**PROMPT:** Please continue the article on the contraceptive pill and hair loss from its last sentence. The lines after the article are not part of it.

**GIVEN TEXT:**
The link between the contraceptive pill and female hair loss


Nearly all sexually active women between the ages of 15 and 44 have tried taking the contraceptive pill. About 26% of these women decided to continue taking it as a contraceptive system.

As with any medication, the birth control pill can cause side effects. Some women may notice their hair thinning while taking it, while others may lose a lot of hair after stopping it.


Functioning of the birth control pill

Birth control pills prevent pregnancy in different ways. Most pills contain artificial forms of the female hormones estrogen and progesterone. Normally, an increase in estrogen causes a mature egg to leave the ovaries during a woman’s menstrual cycle. This phenomenon is called ovulation.

Birth control pills stop the increase in estrogen that causes the egg to release. They thicken the mucus around the cervix, making it difficult for sperm to swim to the egg.

Birth control pills also change the lining of the uterus. If an egg is fertilized, it usually cannot implant and grow because of this change.


Oral contraceptives and hair thinning

Oral contraceptives can cause hormonal changes that can lead to hair loss for some women. These cause hair to go from the growth phase to the resting phase too soon and for too long.
This form of hair loss is called telogen effluvium. Large amounts of hair can fall out during this process. People with a genetic predisposition to hair loss may find that birth control pills, which contain high levels of androgens, such as Loestrin and Microgestin, can cause thinning and hair loss. Androgens or dihydrotestosterone (DHT) can shrink hair follicles on the scalp, and you can find testimonials on the Internet of women who claim to have lost up to 50% of their hair due to hormonal contraceptives.

**SUPPLIED RECORDS:**

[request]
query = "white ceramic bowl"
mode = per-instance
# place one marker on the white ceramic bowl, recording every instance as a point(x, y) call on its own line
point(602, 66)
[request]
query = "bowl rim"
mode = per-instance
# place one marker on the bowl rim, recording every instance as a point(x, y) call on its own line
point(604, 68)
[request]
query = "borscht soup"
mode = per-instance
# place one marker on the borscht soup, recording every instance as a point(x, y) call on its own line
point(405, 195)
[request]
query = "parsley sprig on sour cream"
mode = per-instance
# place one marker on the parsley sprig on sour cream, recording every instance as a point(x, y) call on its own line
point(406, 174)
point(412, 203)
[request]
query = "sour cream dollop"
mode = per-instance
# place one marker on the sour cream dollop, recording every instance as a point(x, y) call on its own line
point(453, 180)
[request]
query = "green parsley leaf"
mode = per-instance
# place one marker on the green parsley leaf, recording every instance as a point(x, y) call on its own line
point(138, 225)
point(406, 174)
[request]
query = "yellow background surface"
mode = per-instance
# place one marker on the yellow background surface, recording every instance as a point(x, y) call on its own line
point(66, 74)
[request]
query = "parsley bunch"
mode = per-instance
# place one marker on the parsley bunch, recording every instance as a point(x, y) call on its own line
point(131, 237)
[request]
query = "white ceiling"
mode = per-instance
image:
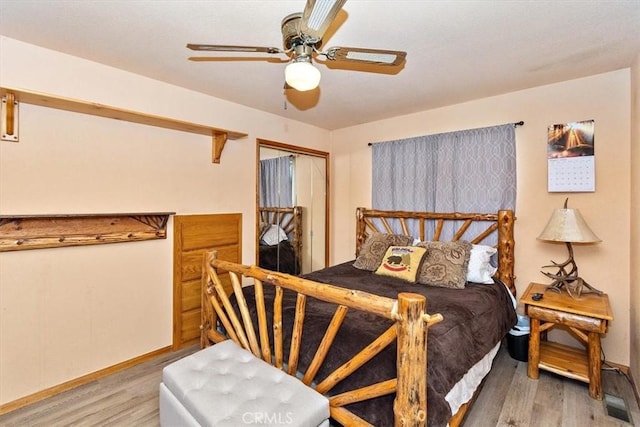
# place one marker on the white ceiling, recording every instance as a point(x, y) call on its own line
point(456, 50)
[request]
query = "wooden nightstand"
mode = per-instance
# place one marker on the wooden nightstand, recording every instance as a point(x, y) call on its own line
point(585, 318)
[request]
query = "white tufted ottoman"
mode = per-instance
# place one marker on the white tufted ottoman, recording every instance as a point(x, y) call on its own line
point(225, 385)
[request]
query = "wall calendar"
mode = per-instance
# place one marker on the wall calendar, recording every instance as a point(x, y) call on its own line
point(571, 157)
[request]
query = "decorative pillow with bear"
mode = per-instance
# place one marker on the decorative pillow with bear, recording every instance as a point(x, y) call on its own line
point(374, 248)
point(402, 262)
point(445, 264)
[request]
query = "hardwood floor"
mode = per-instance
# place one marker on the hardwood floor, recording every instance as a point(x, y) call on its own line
point(508, 398)
point(127, 398)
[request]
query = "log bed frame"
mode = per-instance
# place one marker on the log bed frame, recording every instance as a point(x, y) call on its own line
point(408, 311)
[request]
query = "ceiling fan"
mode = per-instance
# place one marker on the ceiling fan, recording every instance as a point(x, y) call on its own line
point(302, 38)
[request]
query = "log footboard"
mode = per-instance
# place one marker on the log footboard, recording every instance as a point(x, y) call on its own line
point(228, 316)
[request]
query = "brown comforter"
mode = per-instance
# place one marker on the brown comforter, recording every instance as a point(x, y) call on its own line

**OUTPUT FOR THIS EXERCISE:**
Theoretically, almost any medication could cause hair loss, as the drugs all affect you differently. But if you are genetically predisposed to female pattern hair loss or if your follicles are damaged, oral contraceptives could affect your hair, even causing a condition known as telogen effluvium. This causes hair to enter its resting phase prematurely and fall out even before a new growth cycle can begin. This usually lasts no more than six months, but can progress to the more severe chronic telogen effluvium that lasts at least six months.

Problems can arise when you start taking the pill, when you stop taking it, or even when you switch brands.
You can ask your family doctor about a birth control pill with a low androgen content, but you may want to consider non-hormonal birth control if you have a family history of hair loss.
In general, hair loss will no longer be an issue once your body adjusts to the new hormone levels, so it may just be a case of waiting.

Other hormonal methods of birth control can also cause or worsen hair loss. These methods include:

  • Hormonal injections, such as Depo-Provera
  • Skin patches, such as Xulane
  • Progestin implants, such as Nexplanon
  • Vaginal rings, such as Nuvaring

Hair loss caused by birth control pills is usually temporary. It should stop within a few months after your body gets used to the pill.
Hair loss should also stop after you stop taking the pill for a while.